● **Exercise goal**: Give the lines again word for word, beginning with the one containing "Report the position of each instance of the khaki" and ending with the last line of the material below.

● **Task material**:
● ● ● ● ●

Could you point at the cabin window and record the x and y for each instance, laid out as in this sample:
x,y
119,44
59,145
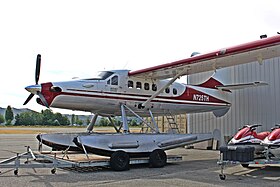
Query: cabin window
x,y
146,86
138,85
130,84
115,80
167,90
154,87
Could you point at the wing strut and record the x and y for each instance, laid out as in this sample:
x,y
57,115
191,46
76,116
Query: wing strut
x,y
163,88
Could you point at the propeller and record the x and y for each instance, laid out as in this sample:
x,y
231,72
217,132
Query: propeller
x,y
36,89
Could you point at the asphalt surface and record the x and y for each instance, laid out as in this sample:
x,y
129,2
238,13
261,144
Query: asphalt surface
x,y
198,168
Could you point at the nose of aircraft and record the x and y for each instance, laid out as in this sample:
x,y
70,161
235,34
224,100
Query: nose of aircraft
x,y
34,88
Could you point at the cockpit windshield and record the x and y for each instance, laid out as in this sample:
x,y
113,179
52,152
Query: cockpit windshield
x,y
102,75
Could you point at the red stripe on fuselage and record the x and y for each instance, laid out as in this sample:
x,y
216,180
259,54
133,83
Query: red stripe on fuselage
x,y
188,95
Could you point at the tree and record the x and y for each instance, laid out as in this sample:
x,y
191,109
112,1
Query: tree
x,y
9,115
73,119
2,120
104,122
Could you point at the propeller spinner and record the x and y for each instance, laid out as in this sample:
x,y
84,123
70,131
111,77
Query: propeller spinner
x,y
36,89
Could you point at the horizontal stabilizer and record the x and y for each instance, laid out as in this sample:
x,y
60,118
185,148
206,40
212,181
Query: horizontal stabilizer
x,y
241,86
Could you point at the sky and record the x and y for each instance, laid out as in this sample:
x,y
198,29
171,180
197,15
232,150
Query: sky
x,y
79,38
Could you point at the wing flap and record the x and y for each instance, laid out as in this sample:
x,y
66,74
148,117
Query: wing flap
x,y
245,53
241,86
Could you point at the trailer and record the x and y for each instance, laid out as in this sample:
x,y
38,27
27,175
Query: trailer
x,y
232,155
73,161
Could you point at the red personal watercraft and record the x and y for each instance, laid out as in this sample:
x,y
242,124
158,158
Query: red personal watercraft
x,y
272,142
247,136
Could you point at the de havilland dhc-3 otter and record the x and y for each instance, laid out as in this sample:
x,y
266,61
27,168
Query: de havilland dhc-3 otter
x,y
147,92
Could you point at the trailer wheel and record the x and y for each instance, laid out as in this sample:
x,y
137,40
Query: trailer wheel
x,y
157,158
119,161
222,176
245,165
53,171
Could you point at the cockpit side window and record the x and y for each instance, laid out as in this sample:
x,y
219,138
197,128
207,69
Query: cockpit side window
x,y
115,80
130,84
154,87
138,85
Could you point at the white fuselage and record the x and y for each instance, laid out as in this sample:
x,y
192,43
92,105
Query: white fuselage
x,y
104,95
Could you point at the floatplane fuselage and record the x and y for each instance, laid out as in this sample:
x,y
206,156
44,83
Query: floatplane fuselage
x,y
147,92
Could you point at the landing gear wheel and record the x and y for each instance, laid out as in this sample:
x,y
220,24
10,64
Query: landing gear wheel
x,y
245,165
119,161
222,176
53,171
16,172
157,158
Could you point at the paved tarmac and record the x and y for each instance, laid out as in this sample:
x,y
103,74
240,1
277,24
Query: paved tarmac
x,y
198,168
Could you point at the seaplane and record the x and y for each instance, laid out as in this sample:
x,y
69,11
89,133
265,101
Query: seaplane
x,y
147,92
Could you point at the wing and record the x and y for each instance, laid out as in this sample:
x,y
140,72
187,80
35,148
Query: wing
x,y
245,53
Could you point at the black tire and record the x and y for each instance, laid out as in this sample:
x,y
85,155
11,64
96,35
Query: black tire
x,y
157,158
53,171
222,177
119,161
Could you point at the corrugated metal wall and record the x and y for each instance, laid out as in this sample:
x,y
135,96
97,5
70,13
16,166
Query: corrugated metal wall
x,y
259,105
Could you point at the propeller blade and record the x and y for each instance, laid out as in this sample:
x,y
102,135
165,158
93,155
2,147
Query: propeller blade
x,y
38,67
44,101
28,98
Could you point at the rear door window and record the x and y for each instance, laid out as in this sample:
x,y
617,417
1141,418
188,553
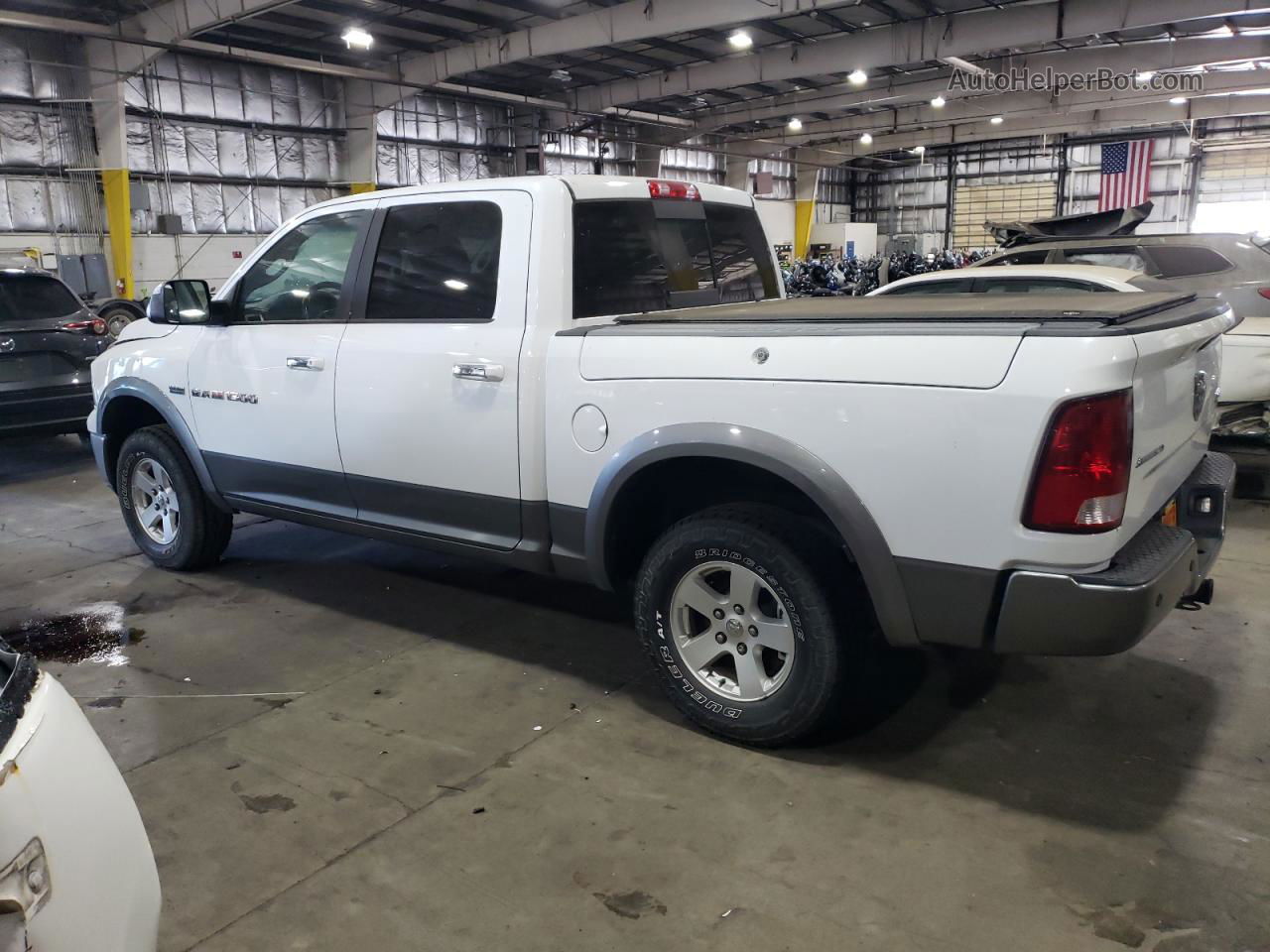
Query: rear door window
x,y
1187,261
1032,286
437,261
638,257
27,298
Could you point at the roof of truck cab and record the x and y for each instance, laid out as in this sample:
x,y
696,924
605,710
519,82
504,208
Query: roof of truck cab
x,y
1118,278
583,188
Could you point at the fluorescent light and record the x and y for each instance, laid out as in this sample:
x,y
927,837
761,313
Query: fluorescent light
x,y
358,37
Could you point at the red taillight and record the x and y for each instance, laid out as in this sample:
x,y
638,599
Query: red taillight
x,y
1082,475
667,188
96,325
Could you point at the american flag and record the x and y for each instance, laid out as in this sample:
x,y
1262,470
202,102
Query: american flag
x,y
1125,175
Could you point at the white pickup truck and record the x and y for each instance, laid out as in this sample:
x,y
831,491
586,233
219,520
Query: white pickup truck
x,y
595,377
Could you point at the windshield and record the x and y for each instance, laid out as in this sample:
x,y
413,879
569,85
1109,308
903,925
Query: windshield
x,y
26,298
634,257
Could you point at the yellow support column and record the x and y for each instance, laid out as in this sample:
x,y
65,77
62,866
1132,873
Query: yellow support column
x,y
803,213
118,218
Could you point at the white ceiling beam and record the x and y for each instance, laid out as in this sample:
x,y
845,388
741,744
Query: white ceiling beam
x,y
621,23
166,24
911,42
1133,58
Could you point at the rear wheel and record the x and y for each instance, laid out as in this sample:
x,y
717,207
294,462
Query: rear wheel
x,y
740,611
164,507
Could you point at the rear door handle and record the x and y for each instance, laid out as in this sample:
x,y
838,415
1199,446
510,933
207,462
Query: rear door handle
x,y
479,371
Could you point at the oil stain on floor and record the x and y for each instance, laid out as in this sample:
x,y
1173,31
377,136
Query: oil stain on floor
x,y
94,634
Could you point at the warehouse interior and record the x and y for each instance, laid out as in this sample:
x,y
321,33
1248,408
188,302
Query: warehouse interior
x,y
336,740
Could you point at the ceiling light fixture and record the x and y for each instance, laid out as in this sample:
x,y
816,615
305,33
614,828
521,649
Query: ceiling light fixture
x,y
358,37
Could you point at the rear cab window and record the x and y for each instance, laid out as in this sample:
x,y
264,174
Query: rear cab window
x,y
26,298
952,286
642,255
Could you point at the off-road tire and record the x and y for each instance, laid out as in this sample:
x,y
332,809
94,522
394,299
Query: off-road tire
x,y
203,531
821,595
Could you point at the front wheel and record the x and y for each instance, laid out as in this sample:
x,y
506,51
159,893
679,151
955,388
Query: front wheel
x,y
164,507
117,317
740,611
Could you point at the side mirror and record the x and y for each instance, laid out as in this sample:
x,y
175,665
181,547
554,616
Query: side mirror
x,y
181,302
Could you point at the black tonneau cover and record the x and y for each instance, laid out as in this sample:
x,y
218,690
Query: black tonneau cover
x,y
1107,308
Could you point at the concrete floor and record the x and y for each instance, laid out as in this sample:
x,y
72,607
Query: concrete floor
x,y
340,744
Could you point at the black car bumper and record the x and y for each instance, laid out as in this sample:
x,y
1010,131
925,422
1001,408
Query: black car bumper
x,y
45,411
1111,611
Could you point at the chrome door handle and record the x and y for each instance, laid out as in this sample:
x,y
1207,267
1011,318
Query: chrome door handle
x,y
479,371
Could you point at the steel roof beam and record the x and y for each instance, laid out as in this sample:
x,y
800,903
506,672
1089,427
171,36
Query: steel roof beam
x,y
1016,105
622,23
916,41
1133,58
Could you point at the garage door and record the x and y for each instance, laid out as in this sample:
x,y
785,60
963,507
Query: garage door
x,y
974,204
1233,194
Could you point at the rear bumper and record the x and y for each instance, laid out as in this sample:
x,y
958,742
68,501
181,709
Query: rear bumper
x,y
45,411
1111,611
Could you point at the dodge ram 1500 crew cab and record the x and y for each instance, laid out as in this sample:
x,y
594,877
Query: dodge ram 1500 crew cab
x,y
594,377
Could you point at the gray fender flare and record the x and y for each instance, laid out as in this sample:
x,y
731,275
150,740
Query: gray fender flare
x,y
780,457
155,398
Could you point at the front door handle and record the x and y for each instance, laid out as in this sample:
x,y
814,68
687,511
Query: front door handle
x,y
479,371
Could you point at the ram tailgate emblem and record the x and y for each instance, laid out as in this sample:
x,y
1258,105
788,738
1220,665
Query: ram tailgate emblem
x,y
1201,394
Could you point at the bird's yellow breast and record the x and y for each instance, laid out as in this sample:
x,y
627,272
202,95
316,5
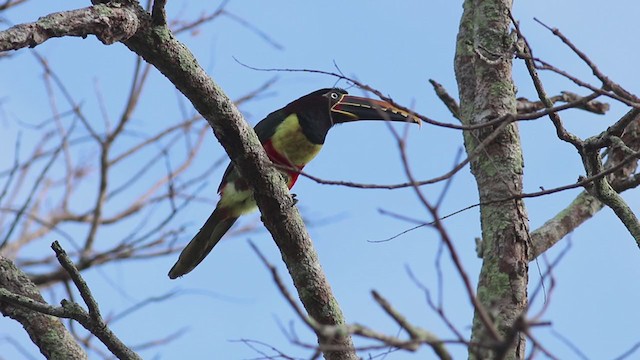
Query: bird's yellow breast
x,y
290,141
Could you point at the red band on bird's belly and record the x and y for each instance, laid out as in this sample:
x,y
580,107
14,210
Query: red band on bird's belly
x,y
279,159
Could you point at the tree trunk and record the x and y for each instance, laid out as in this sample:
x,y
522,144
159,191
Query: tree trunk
x,y
483,63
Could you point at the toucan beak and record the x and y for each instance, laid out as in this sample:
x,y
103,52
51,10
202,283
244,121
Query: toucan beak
x,y
355,108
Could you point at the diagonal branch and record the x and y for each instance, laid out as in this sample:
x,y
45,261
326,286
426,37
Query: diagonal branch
x,y
109,23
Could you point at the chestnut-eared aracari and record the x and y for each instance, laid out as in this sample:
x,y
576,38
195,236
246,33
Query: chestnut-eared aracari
x,y
291,137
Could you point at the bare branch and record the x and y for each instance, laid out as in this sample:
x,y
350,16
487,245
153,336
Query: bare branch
x,y
109,23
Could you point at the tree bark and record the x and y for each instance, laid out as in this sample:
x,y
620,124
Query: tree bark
x,y
47,332
483,64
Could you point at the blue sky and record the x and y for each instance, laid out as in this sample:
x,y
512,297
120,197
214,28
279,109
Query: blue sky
x,y
395,49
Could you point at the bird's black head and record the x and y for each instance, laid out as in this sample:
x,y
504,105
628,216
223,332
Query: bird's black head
x,y
321,109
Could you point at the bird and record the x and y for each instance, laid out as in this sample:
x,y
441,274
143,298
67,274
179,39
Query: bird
x,y
291,136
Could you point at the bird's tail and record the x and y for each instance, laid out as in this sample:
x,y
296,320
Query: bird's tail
x,y
200,246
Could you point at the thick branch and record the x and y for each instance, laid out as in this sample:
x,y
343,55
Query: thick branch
x,y
109,23
158,47
47,332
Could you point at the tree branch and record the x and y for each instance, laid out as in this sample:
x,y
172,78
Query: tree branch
x,y
109,23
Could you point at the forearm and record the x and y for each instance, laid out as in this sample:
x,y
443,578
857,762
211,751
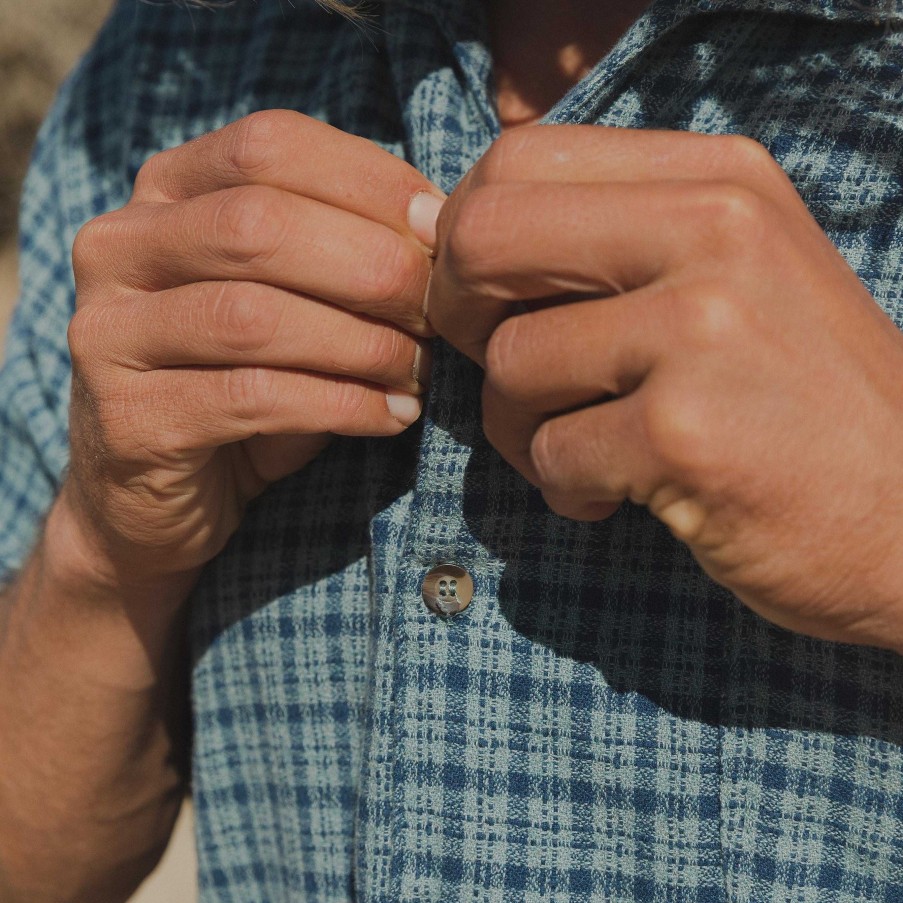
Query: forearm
x,y
92,708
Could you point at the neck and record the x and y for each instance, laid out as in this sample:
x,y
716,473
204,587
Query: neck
x,y
542,48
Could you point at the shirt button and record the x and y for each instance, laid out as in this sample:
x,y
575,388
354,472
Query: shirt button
x,y
447,590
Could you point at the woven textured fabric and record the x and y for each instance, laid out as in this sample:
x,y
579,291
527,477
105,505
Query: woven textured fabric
x,y
603,722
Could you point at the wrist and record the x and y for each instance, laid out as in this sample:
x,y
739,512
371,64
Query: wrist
x,y
77,562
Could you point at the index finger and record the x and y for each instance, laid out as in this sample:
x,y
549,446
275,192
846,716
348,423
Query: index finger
x,y
288,150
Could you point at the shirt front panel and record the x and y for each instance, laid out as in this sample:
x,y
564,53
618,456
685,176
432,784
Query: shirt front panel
x,y
603,722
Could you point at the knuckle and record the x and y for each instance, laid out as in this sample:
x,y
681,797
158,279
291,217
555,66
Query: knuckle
x,y
679,433
151,177
712,319
546,448
504,351
250,150
250,392
91,243
470,246
744,154
80,336
88,333
240,319
246,225
345,403
384,350
393,268
735,217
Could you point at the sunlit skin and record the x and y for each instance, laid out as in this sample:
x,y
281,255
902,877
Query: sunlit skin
x,y
541,48
211,358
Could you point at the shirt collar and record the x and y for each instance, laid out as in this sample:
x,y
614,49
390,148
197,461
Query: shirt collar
x,y
866,12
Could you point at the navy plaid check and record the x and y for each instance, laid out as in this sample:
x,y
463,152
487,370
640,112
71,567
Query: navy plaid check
x,y
603,722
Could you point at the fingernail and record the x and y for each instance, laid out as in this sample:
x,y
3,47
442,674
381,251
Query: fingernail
x,y
403,407
423,211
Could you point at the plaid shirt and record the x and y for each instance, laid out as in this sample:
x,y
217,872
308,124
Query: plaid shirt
x,y
603,722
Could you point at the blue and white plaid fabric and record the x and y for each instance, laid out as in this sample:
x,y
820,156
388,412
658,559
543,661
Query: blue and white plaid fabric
x,y
603,723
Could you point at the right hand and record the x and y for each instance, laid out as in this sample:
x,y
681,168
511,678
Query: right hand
x,y
260,292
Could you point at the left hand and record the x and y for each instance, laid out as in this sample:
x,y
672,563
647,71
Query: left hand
x,y
660,319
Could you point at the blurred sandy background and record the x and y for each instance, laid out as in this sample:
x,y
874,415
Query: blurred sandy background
x,y
39,42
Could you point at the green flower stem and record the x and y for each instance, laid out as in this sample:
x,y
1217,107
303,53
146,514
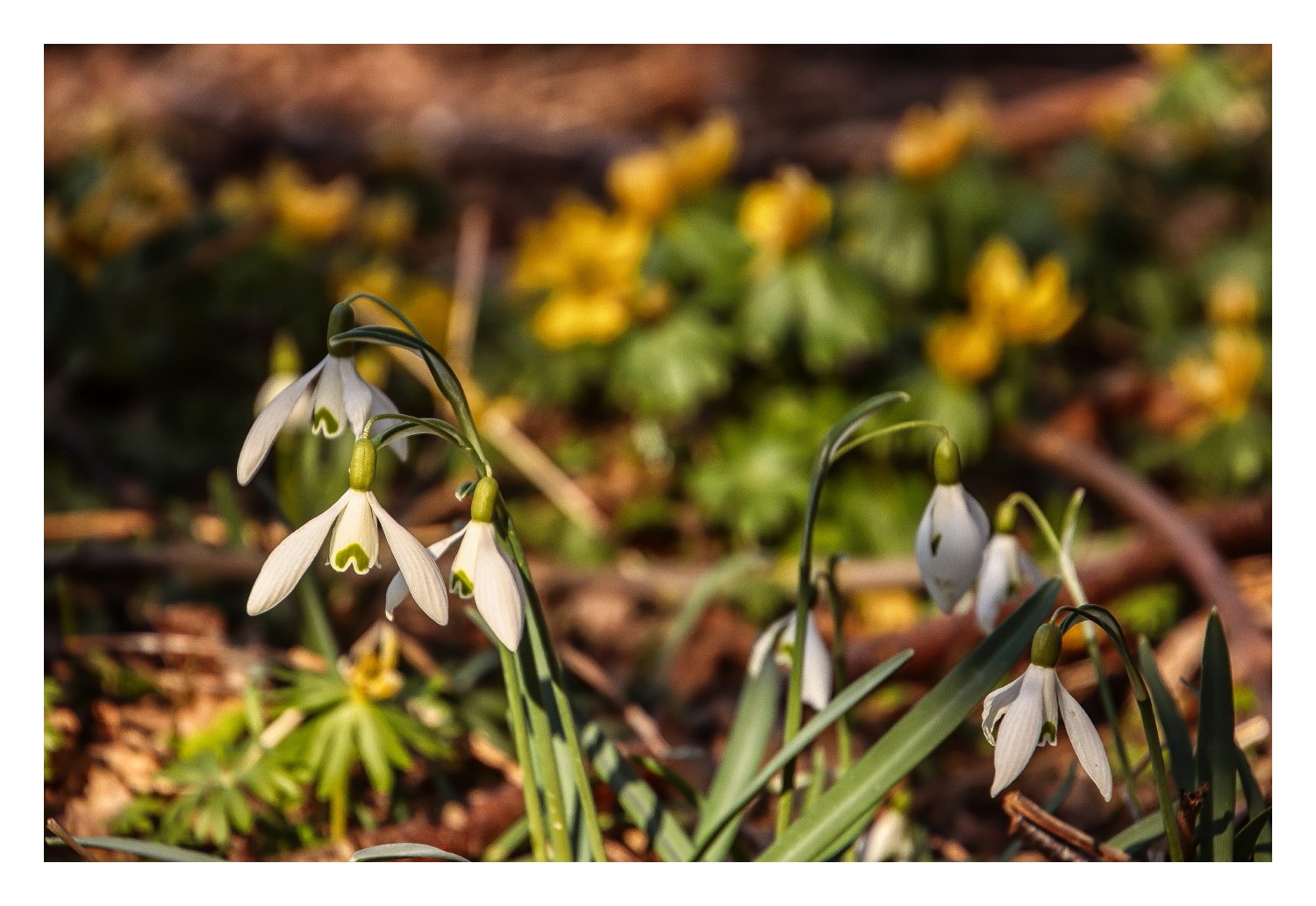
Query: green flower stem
x,y
339,811
1111,626
834,445
884,432
541,739
1069,574
529,785
542,643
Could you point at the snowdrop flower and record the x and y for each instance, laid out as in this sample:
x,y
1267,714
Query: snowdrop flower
x,y
481,569
1026,713
952,534
355,543
778,639
339,396
1005,568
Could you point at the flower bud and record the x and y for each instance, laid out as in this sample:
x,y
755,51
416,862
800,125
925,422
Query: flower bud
x,y
361,472
340,320
1047,646
945,461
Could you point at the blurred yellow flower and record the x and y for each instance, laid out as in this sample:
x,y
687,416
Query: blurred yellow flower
x,y
310,212
1223,384
928,142
139,194
569,320
387,221
963,349
705,155
782,215
647,184
371,674
1234,303
589,262
644,183
1024,310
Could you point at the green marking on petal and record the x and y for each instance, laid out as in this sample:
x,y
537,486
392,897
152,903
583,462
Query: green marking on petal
x,y
462,584
355,555
324,423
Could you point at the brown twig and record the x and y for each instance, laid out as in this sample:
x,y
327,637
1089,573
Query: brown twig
x,y
1055,838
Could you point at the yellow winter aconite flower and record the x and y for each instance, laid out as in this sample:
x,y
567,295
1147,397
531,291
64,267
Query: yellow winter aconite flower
x,y
1026,310
781,215
307,210
929,142
963,350
589,262
647,183
1234,303
644,183
374,676
704,155
387,221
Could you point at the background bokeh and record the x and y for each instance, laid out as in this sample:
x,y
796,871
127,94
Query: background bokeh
x,y
666,273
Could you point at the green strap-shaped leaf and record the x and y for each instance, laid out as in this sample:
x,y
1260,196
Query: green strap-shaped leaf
x,y
1139,835
640,803
852,696
1171,722
391,851
145,848
752,727
1216,764
936,716
1253,840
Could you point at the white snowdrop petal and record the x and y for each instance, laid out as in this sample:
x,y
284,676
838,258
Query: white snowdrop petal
x,y
994,581
1087,742
355,538
357,396
816,688
416,566
497,596
328,416
381,404
268,425
291,559
949,545
397,589
997,703
1019,730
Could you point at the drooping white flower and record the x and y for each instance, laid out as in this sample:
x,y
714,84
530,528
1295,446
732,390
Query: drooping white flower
x,y
952,534
1023,716
890,838
354,519
339,397
1005,568
778,639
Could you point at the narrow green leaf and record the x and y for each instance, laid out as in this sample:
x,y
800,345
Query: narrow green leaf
x,y
849,697
390,851
144,848
752,727
1253,839
936,716
1171,722
729,571
636,798
1139,835
1216,763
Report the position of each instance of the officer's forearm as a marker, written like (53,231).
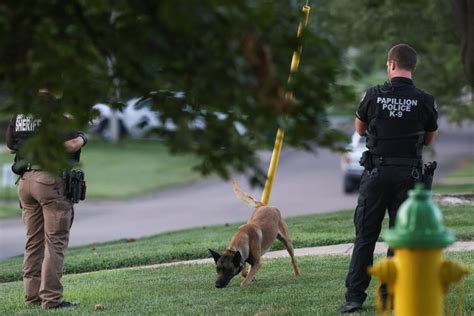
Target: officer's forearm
(429,137)
(74,144)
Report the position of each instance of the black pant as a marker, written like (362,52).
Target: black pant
(382,188)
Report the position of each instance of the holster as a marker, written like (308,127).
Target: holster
(428,173)
(75,189)
(366,160)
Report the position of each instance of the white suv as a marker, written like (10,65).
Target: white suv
(350,165)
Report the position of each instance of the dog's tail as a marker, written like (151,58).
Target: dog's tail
(244,196)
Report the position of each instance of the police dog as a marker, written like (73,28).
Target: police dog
(251,241)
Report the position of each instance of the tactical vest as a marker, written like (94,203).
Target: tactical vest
(396,129)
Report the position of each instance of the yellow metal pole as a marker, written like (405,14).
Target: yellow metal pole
(295,61)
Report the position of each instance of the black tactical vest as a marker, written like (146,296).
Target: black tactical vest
(396,128)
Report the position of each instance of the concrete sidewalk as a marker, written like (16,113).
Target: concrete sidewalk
(333,250)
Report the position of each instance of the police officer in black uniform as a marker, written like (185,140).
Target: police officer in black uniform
(398,120)
(47,209)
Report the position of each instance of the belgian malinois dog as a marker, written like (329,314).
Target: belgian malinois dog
(251,241)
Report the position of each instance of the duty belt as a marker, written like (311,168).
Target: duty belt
(389,161)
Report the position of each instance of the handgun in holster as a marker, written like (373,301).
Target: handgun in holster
(428,173)
(75,189)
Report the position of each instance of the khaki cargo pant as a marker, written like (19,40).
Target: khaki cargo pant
(48,217)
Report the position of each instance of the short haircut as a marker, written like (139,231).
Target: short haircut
(404,56)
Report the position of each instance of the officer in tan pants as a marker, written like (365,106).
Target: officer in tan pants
(47,215)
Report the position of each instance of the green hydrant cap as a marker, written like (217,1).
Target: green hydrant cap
(419,223)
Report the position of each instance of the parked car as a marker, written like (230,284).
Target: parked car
(350,166)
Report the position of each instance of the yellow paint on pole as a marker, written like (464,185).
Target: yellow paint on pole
(295,62)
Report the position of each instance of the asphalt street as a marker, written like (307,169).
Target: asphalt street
(305,183)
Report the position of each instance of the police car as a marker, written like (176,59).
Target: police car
(352,170)
(137,118)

● ● ● ● ●

● **Written response**:
Report the position of each instance of the khaki cargo pant as a marker, written like (19,40).
Target: khaki cargo pant
(48,217)
Report the position of each instance of the short haircut as a marker, written like (139,231).
Target: short haircut
(404,56)
Report the position of each instance of the officer in tan pants as a marker, written like (365,106).
Target: officer in tan pants
(47,215)
Report the position of each instance of the green hydrant cap as a marker, written like (217,1).
Target: green hydrant cap
(419,223)
Report the position of each instance of the parked car as a marker, written like (230,284).
Target: parked car
(350,166)
Report the position of each instance of the yellow paint on pole as a marker, written like (464,185).
Target: yellow paint on pole
(295,62)
Report the position of each instance of the asphalt street as a marker, written like (307,169).
Target: asphalt street
(305,183)
Report the position of each instance of the police car as a marker, written like (176,59).
Target: police car
(352,170)
(137,118)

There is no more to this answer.